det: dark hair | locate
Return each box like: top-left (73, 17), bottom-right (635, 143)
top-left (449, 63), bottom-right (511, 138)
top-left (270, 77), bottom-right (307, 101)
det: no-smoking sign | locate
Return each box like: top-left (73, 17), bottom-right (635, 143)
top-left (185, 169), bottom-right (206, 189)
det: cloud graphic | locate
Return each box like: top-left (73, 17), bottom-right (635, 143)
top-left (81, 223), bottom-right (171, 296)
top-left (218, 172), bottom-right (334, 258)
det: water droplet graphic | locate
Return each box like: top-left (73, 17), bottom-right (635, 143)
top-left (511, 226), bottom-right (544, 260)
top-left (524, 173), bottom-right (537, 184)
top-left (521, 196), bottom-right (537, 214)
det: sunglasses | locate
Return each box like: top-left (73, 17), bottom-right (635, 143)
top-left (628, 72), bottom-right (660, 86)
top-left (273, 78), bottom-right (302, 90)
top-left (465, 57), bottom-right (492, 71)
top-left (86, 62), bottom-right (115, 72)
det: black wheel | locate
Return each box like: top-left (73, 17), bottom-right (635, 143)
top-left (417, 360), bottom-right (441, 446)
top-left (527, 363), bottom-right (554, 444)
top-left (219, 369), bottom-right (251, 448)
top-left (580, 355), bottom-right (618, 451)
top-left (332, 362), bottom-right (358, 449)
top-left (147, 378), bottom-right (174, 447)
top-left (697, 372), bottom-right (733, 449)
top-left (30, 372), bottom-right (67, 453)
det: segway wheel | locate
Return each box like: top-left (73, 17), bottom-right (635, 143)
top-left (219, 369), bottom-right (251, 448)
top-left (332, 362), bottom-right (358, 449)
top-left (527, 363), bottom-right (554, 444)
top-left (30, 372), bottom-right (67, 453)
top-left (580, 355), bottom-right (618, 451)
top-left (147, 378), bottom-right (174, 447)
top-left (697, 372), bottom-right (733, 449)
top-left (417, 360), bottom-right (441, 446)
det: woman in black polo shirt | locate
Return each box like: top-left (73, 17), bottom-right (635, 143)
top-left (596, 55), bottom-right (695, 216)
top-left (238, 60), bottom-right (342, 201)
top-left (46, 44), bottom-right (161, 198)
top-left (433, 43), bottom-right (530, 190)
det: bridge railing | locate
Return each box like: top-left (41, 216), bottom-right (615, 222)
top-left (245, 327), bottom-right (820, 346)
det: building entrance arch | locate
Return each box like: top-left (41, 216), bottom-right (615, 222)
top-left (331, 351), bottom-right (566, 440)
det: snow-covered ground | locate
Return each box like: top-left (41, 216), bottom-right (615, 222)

■ ■ ■ ■ ■ ■ ■

§ **What is needed**
Copy out every one of the records above, line for line, with no changes at all.

§ **Answer to this problem**
det: dark hair | locate
Return each box like: top-left (73, 17), bottom-right (635, 143)
top-left (449, 63), bottom-right (511, 138)
top-left (270, 77), bottom-right (307, 101)
det: no-smoking sign | locate
Return each box like: top-left (73, 17), bottom-right (635, 143)
top-left (185, 169), bottom-right (206, 189)
det: cloud graphic | locate
Return each box like: top-left (73, 17), bottom-right (635, 143)
top-left (81, 223), bottom-right (171, 296)
top-left (218, 172), bottom-right (334, 258)
det: water droplet graphic | locate
Return each box like: top-left (73, 17), bottom-right (635, 143)
top-left (511, 226), bottom-right (544, 260)
top-left (524, 173), bottom-right (537, 184)
top-left (521, 196), bottom-right (537, 214)
det: sunglasses | locate
Return each box like: top-left (73, 17), bottom-right (635, 143)
top-left (628, 72), bottom-right (660, 86)
top-left (273, 78), bottom-right (302, 90)
top-left (465, 57), bottom-right (492, 71)
top-left (86, 62), bottom-right (115, 72)
det: black wheel | locate
Return each box like: top-left (73, 17), bottom-right (635, 143)
top-left (417, 360), bottom-right (441, 446)
top-left (527, 363), bottom-right (554, 444)
top-left (219, 369), bottom-right (251, 448)
top-left (580, 355), bottom-right (618, 451)
top-left (332, 362), bottom-right (358, 449)
top-left (147, 378), bottom-right (174, 447)
top-left (697, 372), bottom-right (733, 449)
top-left (30, 372), bottom-right (67, 453)
det: segway wheel | locate
Return each box like: top-left (73, 17), bottom-right (635, 143)
top-left (219, 369), bottom-right (251, 448)
top-left (332, 362), bottom-right (358, 449)
top-left (527, 363), bottom-right (554, 444)
top-left (30, 372), bottom-right (67, 453)
top-left (580, 355), bottom-right (618, 451)
top-left (147, 378), bottom-right (174, 447)
top-left (697, 372), bottom-right (733, 449)
top-left (417, 360), bottom-right (441, 446)
det: woman in black polo shirt | locate
Return each box like: top-left (73, 17), bottom-right (635, 143)
top-left (596, 55), bottom-right (695, 216)
top-left (238, 60), bottom-right (342, 201)
top-left (46, 44), bottom-right (161, 198)
top-left (433, 43), bottom-right (530, 190)
det: bridge railing | locate
Return each box like: top-left (41, 216), bottom-right (615, 222)
top-left (245, 327), bottom-right (820, 346)
det: building entrance arch | locate
Return each box like: top-left (41, 216), bottom-right (615, 222)
top-left (331, 351), bottom-right (566, 440)
det: snow-covered ground | locate
Return each box like: top-left (41, 216), bottom-right (615, 222)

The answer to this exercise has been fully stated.